__Data in this exercise__.
· · · · ·

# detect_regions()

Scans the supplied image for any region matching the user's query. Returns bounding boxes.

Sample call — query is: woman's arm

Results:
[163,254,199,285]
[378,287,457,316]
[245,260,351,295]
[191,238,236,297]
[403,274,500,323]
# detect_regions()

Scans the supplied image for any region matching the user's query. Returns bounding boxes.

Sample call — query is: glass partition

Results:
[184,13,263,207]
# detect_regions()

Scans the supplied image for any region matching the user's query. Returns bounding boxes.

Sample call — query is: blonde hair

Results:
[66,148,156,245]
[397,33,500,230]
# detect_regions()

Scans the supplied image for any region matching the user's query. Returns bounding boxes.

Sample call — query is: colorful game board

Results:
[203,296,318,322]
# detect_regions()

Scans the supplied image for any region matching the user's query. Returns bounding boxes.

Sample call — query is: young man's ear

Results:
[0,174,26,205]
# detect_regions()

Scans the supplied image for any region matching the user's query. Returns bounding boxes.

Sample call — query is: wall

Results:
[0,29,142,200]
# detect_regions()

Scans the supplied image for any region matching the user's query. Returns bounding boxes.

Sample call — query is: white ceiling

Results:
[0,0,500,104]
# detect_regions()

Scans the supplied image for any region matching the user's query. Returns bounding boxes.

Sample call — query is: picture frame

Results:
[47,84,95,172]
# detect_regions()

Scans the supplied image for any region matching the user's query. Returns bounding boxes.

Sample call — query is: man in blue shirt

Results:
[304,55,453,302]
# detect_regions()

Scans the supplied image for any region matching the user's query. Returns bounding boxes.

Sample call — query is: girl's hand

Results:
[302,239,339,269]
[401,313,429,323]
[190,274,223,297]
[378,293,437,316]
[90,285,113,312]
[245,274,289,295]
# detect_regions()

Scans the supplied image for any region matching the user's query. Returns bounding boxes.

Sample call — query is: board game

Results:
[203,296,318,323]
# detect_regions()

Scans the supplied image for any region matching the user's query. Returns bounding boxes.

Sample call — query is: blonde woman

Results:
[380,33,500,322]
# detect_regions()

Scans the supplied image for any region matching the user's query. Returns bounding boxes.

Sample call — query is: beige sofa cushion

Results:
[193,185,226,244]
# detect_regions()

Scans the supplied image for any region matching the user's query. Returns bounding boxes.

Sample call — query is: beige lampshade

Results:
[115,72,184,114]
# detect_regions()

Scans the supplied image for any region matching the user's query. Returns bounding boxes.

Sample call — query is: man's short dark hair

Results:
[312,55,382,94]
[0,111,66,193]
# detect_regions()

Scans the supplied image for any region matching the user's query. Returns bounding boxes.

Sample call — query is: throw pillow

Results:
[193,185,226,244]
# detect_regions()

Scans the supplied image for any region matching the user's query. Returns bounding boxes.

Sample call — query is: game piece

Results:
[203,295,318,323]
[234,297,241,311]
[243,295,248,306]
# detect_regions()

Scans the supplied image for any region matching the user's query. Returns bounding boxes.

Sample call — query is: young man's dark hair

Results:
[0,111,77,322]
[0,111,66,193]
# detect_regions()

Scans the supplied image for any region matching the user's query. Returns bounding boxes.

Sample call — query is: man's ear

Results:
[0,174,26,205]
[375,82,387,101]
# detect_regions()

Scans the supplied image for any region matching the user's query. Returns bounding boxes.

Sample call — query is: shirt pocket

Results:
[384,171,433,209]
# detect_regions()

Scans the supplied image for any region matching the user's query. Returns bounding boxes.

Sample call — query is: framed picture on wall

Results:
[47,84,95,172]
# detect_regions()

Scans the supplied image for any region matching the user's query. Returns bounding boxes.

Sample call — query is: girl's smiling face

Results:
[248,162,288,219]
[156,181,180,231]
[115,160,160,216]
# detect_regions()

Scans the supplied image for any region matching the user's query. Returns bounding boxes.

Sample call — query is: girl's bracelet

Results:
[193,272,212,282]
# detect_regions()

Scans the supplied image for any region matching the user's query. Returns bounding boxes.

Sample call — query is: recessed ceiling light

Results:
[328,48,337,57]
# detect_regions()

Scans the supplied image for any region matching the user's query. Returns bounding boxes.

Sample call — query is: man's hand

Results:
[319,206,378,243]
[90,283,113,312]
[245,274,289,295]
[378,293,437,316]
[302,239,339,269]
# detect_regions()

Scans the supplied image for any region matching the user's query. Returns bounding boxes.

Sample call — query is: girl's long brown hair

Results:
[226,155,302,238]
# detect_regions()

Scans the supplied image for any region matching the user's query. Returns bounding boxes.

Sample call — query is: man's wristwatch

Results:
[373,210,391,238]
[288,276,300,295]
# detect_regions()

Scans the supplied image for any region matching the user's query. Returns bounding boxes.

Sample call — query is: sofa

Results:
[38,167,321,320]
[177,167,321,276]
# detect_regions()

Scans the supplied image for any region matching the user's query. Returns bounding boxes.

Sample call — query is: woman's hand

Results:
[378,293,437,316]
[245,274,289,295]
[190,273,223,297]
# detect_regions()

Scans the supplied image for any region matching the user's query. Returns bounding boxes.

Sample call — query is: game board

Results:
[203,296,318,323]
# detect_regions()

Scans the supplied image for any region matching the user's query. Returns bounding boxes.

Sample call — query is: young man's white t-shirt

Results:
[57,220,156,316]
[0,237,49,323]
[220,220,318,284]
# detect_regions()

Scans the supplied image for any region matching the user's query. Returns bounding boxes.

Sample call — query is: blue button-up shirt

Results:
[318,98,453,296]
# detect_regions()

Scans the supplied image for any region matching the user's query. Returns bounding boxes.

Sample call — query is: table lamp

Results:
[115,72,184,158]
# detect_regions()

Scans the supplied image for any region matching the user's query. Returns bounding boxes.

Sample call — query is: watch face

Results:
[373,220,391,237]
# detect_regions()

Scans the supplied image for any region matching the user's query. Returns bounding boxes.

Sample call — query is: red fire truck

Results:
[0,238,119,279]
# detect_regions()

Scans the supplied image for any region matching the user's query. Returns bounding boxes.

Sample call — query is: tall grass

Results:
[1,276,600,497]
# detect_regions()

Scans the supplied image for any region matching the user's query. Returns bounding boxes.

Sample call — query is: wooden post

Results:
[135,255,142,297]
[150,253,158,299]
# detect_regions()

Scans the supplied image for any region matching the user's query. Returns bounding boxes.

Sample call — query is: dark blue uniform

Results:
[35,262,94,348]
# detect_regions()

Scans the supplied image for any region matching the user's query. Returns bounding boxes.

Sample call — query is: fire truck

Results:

· · · · ·

__Goal__.
Rewrite all of the entries above, putting "Example call" wherever "Sample call" appears and leaving everything else unchanged.

__The completed task__.
# detect_regions()

Scans the supplied image for any region matching the user's query. Returns bounding boxes.

Example call — query is: woman's arm

Results:
[163,254,199,285]
[378,287,457,316]
[245,260,351,295]
[191,238,236,297]
[403,274,500,323]
# detect_regions()

Scans the supplied image for any region matching the user's query. Returns bounding boxes.

Example call — query is: glass partition

Results:
[184,13,263,207]
# detect_regions()

Scans the supplied image for any region matching the user's query. Returns bounding boxes.

Example call — query is: blonde hair

Results:
[66,148,156,245]
[397,33,500,230]
# detect_regions()

Scans the supplied image for any region matching the user's query. Returns bounding boxes.

Example call — query is: colorful game board

Results:
[203,296,318,322]
# detect_regions()

Scans the supplied image for any region matching the user's query. Returns bounding boxes.

Example call — query is: young man's ear

Results:
[0,174,26,205]
# detect_regions()

Scans the supplied image for any region matching the user's query. Returns bounding boxes.

Example call — query is: wall

Results:
[0,29,142,200]
# detect_regions()

Scans the supplied image for any region matching the user's query. Returns bounding boxes.

Example call — query is: white ceiling

Results:
[0,0,500,104]
# detect_regions()

Scans the supplied image for any region matching the user's query. Returns bounding boxes.

Example call — query is: picture frame

Results:
[47,84,95,172]
# detect_regions()

Scans the supplied image for any region matching the user's query. Returns bounding boxes.

Example call — query is: man in blue shirt

Results:
[304,55,453,302]
# detect_regions()

Scans the supplied image for any region matching the user's query. Returns bounding boxes.

Example call — query is: girl's hand

Results:
[302,239,339,269]
[401,313,429,323]
[190,274,223,297]
[378,293,437,316]
[90,285,113,312]
[245,274,289,295]
# detect_regions()

Scans the supplied image for any region matching the user's query. Returns bounding boxes.

Example call — query is: board game

Results:
[203,296,318,323]
# detect_regions()

Scans the supplied image for any region matching the user's query. Returns bounding boxes.

Example call — query is: blonde woman

Results:
[380,33,500,322]
# detect_regions()

Scans the supplied image for any region matching the user's query. Returns bounding boxes.

Example call — query is: beige sofa cushion

Results:
[193,185,226,244]
# detect_regions()

Scans the supplied image for any region matching the user's query. Returns bounding boxes.

Example call — query is: beige lampshade

Results:
[115,72,184,114]
# detect_regions()

Scans the supplied image for any region matching the user's query. Returns bounding boxes.

Example call — query is: man's short dark hair

Results:
[312,55,382,94]
[0,111,66,193]
# detect_regions()

Scans the supplied image for any region matching the user's query. Returns bounding boxes.

Example call — query is: throw pillow

Results:
[193,185,226,244]
# detect_regions()

Scans the supplied image for any region matching the user's query. Returns bounding boxes.

Example call — query is: game piece

Results:
[203,295,318,323]
[234,297,241,311]
[243,295,248,306]
# detect_regions()

Scans the supplied image for any region matching the user's query. Returns bounding boxes.

Example call — query is: young man's dark hair

Results:
[0,111,77,322]
[0,111,66,193]
# detect_regions()

Scans the supplied image for any region matching the user's query. Returns bounding boxes.

Example call — query is: man's ear

Results:
[0,174,26,205]
[375,82,387,101]
# detect_regions()

Scans the supplied image for any region matching the user's query. Returns bounding boxes.

Example call — query is: shirt pocket

Results:
[384,171,433,209]
# detect_regions()

Scans the supplied image for any region matching the user's query. Returns bounding boxes.

Example call — query is: framed picture on wall

Results:
[47,84,95,172]
# detect_regions()

Scans the supplied image for any region matching the user's query. Returns bounding boxes.

Example call — query is: girl's smiling face

Results:
[248,162,288,219]
[156,181,180,231]
[115,160,160,216]
# detect_regions()

Scans the supplied image for any region matching the user's query. Returns bounding boxes.

Example call — query is: girl's bracelet

Results:
[193,272,212,282]
# detect_regions()

Scans the supplied image for any region matching the user's query. Returns bounding boxes.

Example call — query is: recessed ceiling light

Results:
[328,48,337,57]
# detect_regions()

Scans the supplied image for any region matching the user's query. Returns bounding boxes.

Example call — query is: man's hand

Results:
[319,206,378,243]
[90,283,113,312]
[245,274,289,295]
[378,293,437,316]
[302,239,339,269]
# detect_regions()

Scans the supplied image for any region matching the user's query. Returns bounding boxes.

Example call — query is: girl's long brown hair

Results:
[226,155,302,238]
# detect_regions()

Scans the supplied image for any region matching the user's query. Returns bounding boxes.

Example call — query is: man's wristwatch

Results:
[373,210,391,238]
[288,276,300,295]
# detect_regions()

Scans the supplied image for any region matching the user's query. Returns bounding boxes.

Example call — query is: sofa

Results:
[38,167,321,320]
[177,167,321,276]
# detect_regions()

Scans the supplied image for any region matching the user's query. Returns bounding boxes.

Example call — query is: woman's hand

Results:
[378,293,437,316]
[245,274,289,295]
[190,273,223,297]
# detect_regions()

Scans the supplied image for any region matching the user's query. Returns bounding boxes.

Example call — query is: game board

Results:
[203,296,318,323]
# detect_regions()

Scans the supplied image for any region matching the user's query. Returns bounding boxes.

Example call — query is: young man's white t-shirt

Results:
[57,220,156,316]
[0,237,49,323]
[220,220,318,284]
# detect_regions()

Scans the supplied image for any region matching the user's query. Returns bounding boxes.

Example call — query is: blue button-up shirt

Results:
[318,98,453,296]
# detect_regions()

Scans the supplied image for any region matching the user's query. Returns bounding boxes.

Example call — query is: table lamp

Results:
[115,72,184,158]
# detect_regions()

Scans the supplied image for any region matching the user's query. Returns bounding boxes.

Example call — query is: watch face

Results:
[373,220,391,237]
# detect_regions()

Scans the supplied image for any region matching the user's query. Returns bounding boxes.

Example call — query is: red fire truck

Results:
[0,238,119,279]
# detect_regions()

Scans the supplied image for any region matching the user's query. Returns bounding boxes.

Example call — query is: tall grass

Results:
[1,276,600,497]
# detect_regions()

Scans the supplied image for any region matching the user's query. Returns bounding boxes.

Example call — query is: wooden post

Results:
[135,255,142,297]
[150,253,158,299]
# detect_regions()

Scans the supplied image for any region matching the user's query. Returns bounding boxes.

Example call — query is: dark blue uniform

Results:
[35,262,94,348]
# detect_regions()

Scans the supplied image for any region matching the user's query. Returns bounding boxes.

Example call — query is: fire truck

Results:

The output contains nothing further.